Online Table Repartitioning: Convert Live Tables Without Downtime
Online table repartitioning converts an existing table — unpartitioned, or partitioned on the wrong key — into a declaratively partitioned layout while the application keeps reading and writing it. This guide is part of Shard Migration & Rebalancing Operations and covers the shadow-table-plus-triggers workflow for PostgreSQL, the logical-replication variant, and pt-online-schema-change/gh-ost for MySQL. It is the single-instance sibling of zero-downtime resharding workflows, which moves keyspaces between servers rather than restructuring storage within one.
Problem Framing
An order-management service has a 1.8 TB orders table that was created five years ago as a plain heap. Retention policy says orders older than 24 months can be archived, but DELETE FROM orders WHERE created_at < ... now runs for six hours, bloats the table, and drags replica lag past its SLO. Autovacuum needs most of a day for a single pass. Index rebuilds are effectively impossible. Everyone agrees the table should have been range-partitioned by month from day one — dropping a partition is a metadata operation, vacuum works on month-sized chunks, and time-bounded queries prune to a handful of partitions (the layout tradeoffs are covered in range partitioning strategies).
The blocker is the conversion itself. PostgreSQL cannot turn a heap into a partitioned table in place: PARTITION BY exists only at CREATE TABLE time. The naive path — create a new table, INSERT INTO ... SELECT, rename — locks writes out for the hours the copy takes. With 4 000 writes/s against the table and a strict no-maintenance-window mandate, the conversion has to happen next to live traffic, invisibly, with an atomic swap at the end measured in milliseconds.
Architecture Overview
The workflow builds a shadow table with the desired partitioned layout, keeps it synchronized two ways at once — row triggers replay live changes, a batched backfill copies history — and finishes with a rename swap inside a single transaction. At no point does the application see anything but the name orders.
The two synchronization paths overlap on purpose. Triggers alone would miss all history; backfill alone would miss everything written during the copy. Running both means every row reaches the shadow table at least once — which is why every write into the shadow must be idempotent.
Step 1 — Create the Shadow Partitioned Table
Build orders_new with the target layout. The one schema change PostgreSQL forces on you: the partition key must be part of the primary key and of every unique constraint, so PRIMARY KEY (order_id) becomes PRIMARY KEY (order_id, created_at). Audit application code for upserts that assume order_id alone is unique before you commit to this.

What is asked:
- A) Reproduce the passage of the repartitioning guide from "Step 1 — Create" up to and including "commit to this.".
- B) In the repartitioning guide, why does every write into the shadow table have to be idempotent?
- C) How many writes per second does the orders table handle in the repartitioning guide?
Answer using only the repartitioning guide.

Provided data:
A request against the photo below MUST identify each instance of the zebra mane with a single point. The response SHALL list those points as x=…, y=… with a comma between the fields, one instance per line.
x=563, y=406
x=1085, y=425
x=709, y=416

Solutions:
- A)
Step 1 — Create the Shadow Partitioned Table
Build orders_new with the target layout. The one schema change PostgreSQL forces on you: the partition key must be part of the primary key and of every unique constraint, so PRIMARY KEY (order_id) becomes PRIMARY KEY (order_id, created_at). Audit application code for upserts that assume order_id alone is unique before you commit to this.

- B) The row triggers and the batched backfill run together and overlap on purpose, so every row reaches the shadow table at least once. Because a row can arrive by both paths, writes into the shadow must be idempotent.

- C) 4 000 writes per second.